----- TEXTE

Art. 8. L'administration française est chargée de l'exécution à frais
communs des travaux de construction et d'entretien des huit ponts énumérés
dans le tableau B ci-annexé. Sur la présentation des comptes annuels de
recettes et dépenses, l'administration allemande lui remboursera la moitié
des dépenses faites. - L'administration de l'Alsace-Lorraine est chargée,
dans les mêmes conditions, de la construction et de l'entretien des neuf
ponts énumérés au tableau C ci-annexé. Sur la présentation des comptes
annuels de recettes et dépenses, l'administration française lui remboursera
la moitié des frais effectués.
Art. 9. Le pont placé près de la borne 1618, sur l'ancienne route de Nancy à
Strasbourg, se trouvant presque entièrement en territoire allemand et étant
à peine effleuré par la frontière sera entretenu exclusivement par
l'Alsace-Lorraine.- Le passage inférieur du chemin de fer sur la route de
Baccarat à Dieuze, près de la borne 1560, étant presque entièrement en
territoire français et n'étant également qu'à peine touché par la frontière,
sera entretenu exclusivement par la France.

----------
----- DONNÉES BRUTES

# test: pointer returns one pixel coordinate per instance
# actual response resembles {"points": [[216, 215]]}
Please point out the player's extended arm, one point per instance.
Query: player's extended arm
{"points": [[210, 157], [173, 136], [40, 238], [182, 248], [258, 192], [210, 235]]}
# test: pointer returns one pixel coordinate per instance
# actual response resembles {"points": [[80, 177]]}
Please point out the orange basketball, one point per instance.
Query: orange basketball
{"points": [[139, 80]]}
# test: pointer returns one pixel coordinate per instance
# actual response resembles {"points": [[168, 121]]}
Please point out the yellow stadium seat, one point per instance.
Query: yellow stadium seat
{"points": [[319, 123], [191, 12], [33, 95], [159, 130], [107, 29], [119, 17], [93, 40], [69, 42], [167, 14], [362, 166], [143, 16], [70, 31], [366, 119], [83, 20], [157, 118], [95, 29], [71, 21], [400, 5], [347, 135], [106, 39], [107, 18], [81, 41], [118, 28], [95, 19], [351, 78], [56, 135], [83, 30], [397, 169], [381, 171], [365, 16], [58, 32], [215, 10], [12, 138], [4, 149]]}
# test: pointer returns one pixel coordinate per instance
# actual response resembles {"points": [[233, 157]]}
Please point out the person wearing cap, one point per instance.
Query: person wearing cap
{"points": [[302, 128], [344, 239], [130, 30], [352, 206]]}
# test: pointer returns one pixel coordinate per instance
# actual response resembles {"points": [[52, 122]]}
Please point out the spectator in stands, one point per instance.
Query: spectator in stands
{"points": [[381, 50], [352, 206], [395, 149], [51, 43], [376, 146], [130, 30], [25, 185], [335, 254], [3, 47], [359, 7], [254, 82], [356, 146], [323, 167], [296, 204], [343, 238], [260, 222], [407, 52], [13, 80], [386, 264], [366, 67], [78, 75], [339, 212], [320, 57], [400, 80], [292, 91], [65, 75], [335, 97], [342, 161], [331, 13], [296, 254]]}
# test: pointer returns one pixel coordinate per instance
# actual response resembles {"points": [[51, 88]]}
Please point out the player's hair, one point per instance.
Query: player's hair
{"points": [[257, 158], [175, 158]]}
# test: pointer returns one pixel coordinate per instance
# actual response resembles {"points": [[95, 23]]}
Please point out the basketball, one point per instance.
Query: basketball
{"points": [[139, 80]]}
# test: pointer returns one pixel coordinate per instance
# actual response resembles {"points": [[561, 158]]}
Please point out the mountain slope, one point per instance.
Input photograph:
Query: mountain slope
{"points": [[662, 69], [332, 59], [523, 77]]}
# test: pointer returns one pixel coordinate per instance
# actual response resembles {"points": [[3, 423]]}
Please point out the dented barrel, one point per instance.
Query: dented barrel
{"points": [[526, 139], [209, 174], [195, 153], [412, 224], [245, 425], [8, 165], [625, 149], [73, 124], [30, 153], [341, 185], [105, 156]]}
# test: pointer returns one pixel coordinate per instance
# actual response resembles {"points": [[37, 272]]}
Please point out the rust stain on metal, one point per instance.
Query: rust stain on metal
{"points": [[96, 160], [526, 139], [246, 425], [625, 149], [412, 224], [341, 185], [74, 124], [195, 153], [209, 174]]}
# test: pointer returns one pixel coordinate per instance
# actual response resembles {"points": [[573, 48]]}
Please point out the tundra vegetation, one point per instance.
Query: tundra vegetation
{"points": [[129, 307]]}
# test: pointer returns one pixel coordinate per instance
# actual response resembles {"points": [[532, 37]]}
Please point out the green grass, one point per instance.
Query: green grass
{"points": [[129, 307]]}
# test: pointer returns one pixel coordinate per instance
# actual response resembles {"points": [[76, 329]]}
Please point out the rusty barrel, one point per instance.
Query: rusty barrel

----------

# TRAVAIL À FAIRE
Recopiez mot pour mot le passage du texte sur l'entretien des ponts de la frontière qui va de « Art. 8. L'administration » jusqu'à « des frais effectués. ». Vous n'avez pas besoin des entrées.

# RÉPONSE
Art. 8. L'administration française est chargée de l'exécution à frais
communs des travaux de construction et d'entretien des huit ponts énumérés
dans le tableau B ci-annexé. Sur la présentation des comptes annuels de
recettes et dépenses, l'administration allemande lui remboursera la moitié
des dépenses faites. - L'administration de l'Alsace-Lorraine est chargée,
dans les mêmes conditions, de la construction et de l'entretien des neuf
ponts énumérés au tableau C ci-annexé. Sur la présentation des comptes
annuels de recettes et dépenses, l'administration française lui remboursera
la moitié des frais effectués.